» EXTRAIT DU DOCUMENT:
Effet des équipements agricoles numériques sur les intentions d’achat des consommateurs

Les technologies numériques (assistance à la prise de décision agronomique, modulation automatisée de l’application des intrants, etc.) font partie des solutions pour relever différents défis de l’agriculture (productifs, environnementaux, économiques, etc.). Dans un article publié en novembre 2022 dans PLoS ONE, des chercheurs s’intéressent aux effets potentiels de la numérisation croissante des exploitations agricoles sur les intentions d’achat des denrées produites.

» ENTRÉES DE DONNÉES:
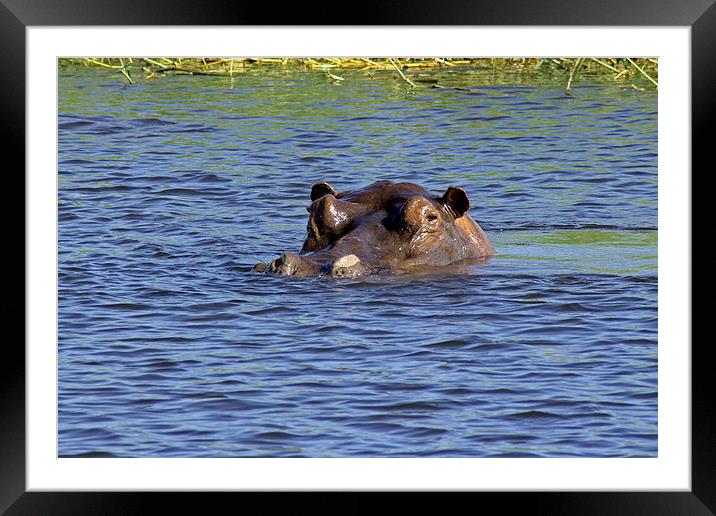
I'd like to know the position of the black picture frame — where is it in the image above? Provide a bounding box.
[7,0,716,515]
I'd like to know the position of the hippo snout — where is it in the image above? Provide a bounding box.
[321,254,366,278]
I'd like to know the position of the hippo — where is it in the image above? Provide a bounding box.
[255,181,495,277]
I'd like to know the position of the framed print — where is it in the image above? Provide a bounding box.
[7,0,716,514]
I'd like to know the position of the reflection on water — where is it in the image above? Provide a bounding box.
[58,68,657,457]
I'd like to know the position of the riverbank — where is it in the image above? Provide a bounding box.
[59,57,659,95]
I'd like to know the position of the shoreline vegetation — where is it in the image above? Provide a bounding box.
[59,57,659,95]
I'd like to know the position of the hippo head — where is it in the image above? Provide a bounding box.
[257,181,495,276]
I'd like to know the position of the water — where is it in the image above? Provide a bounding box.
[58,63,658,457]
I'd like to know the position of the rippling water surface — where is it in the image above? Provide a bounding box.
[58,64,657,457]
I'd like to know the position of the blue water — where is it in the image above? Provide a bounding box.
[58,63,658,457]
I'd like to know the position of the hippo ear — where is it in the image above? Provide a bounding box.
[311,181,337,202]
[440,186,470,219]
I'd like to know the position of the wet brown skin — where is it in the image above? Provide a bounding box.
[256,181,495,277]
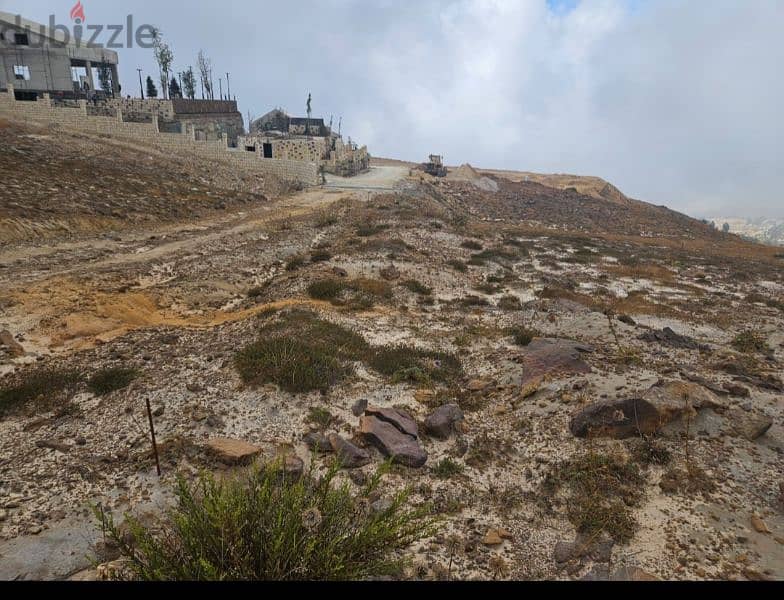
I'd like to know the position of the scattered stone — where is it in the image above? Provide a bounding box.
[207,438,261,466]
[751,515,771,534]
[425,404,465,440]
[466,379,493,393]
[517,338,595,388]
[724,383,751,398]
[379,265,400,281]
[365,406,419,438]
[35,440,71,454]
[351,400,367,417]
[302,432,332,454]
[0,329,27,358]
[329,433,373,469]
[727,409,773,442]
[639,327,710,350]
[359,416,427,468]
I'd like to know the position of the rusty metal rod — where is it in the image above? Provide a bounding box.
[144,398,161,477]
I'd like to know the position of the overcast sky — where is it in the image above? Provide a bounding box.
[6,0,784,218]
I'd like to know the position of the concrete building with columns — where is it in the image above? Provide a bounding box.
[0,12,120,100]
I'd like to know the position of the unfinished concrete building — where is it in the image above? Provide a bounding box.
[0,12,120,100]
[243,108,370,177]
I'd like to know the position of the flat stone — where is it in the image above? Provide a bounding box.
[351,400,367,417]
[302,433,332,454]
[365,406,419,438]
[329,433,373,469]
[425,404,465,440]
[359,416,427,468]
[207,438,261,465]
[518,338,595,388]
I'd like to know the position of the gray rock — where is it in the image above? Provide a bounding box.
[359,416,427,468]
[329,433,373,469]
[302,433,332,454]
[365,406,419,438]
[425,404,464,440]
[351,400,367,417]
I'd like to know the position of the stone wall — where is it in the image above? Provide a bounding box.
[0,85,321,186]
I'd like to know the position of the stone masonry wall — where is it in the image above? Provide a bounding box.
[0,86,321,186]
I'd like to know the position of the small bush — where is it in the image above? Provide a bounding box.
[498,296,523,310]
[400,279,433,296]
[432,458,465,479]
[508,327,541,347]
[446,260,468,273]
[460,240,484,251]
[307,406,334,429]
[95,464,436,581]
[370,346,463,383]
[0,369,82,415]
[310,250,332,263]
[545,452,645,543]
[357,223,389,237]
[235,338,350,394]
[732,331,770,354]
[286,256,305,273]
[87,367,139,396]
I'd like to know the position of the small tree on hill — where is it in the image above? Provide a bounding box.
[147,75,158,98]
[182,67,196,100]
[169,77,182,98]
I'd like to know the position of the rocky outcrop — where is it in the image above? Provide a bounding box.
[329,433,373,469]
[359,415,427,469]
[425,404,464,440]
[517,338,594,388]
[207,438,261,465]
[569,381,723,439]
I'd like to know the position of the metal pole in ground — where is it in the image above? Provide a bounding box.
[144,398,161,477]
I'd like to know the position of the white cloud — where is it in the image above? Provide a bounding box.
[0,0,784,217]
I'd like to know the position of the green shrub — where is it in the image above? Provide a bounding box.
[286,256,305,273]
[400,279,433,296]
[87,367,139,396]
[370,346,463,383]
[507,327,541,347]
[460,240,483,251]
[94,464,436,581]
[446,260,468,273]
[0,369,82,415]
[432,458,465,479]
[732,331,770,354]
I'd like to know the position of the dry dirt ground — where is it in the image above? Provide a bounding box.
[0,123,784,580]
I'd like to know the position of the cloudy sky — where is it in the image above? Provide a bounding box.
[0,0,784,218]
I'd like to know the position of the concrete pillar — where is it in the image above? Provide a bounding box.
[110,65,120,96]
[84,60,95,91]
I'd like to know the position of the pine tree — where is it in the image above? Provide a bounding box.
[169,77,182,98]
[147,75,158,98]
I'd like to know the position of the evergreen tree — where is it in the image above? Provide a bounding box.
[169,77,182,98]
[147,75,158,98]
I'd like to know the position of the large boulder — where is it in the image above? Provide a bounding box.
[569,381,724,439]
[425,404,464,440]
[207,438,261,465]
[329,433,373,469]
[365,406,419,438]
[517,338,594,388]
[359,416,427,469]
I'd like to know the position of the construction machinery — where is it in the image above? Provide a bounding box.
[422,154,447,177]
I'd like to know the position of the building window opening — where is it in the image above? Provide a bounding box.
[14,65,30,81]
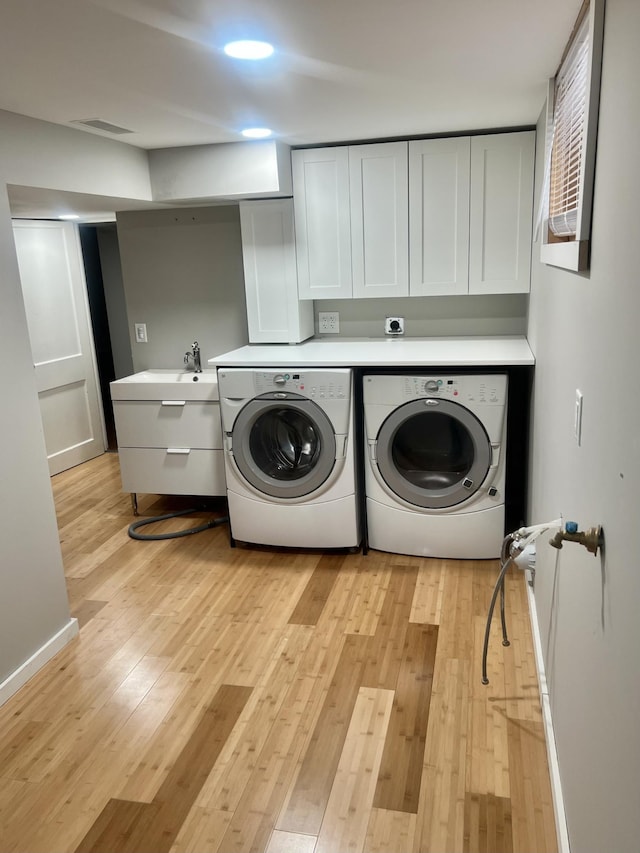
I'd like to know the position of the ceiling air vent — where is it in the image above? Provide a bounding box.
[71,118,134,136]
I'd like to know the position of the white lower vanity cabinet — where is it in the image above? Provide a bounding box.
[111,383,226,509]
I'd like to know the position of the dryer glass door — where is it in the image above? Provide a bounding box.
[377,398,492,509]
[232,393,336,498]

» CONSIGNES:
Recopiez, s'il vous plaît, tout l'extrait sur le numérique agricole depuis « Les technologies numériques » jusqu'à « des denrées produites. ». Appuyez-vous uniquement sur l'extrait.

» RÉPONSE ÉCRITE:
Les technologies numériques (assistance à la prise de décision agronomique, modulation automatisée de l’application des intrants, etc.) font partie des solutions pour relever différents défis de l’agriculture (productifs, environnementaux, économiques, etc.). Dans un article publié en novembre 2022 dans PLoS ONE, des chercheurs s’intéressent aux effets potentiels de la numérisation croissante des exploitations agricoles sur les intentions d’achat des denrées produites.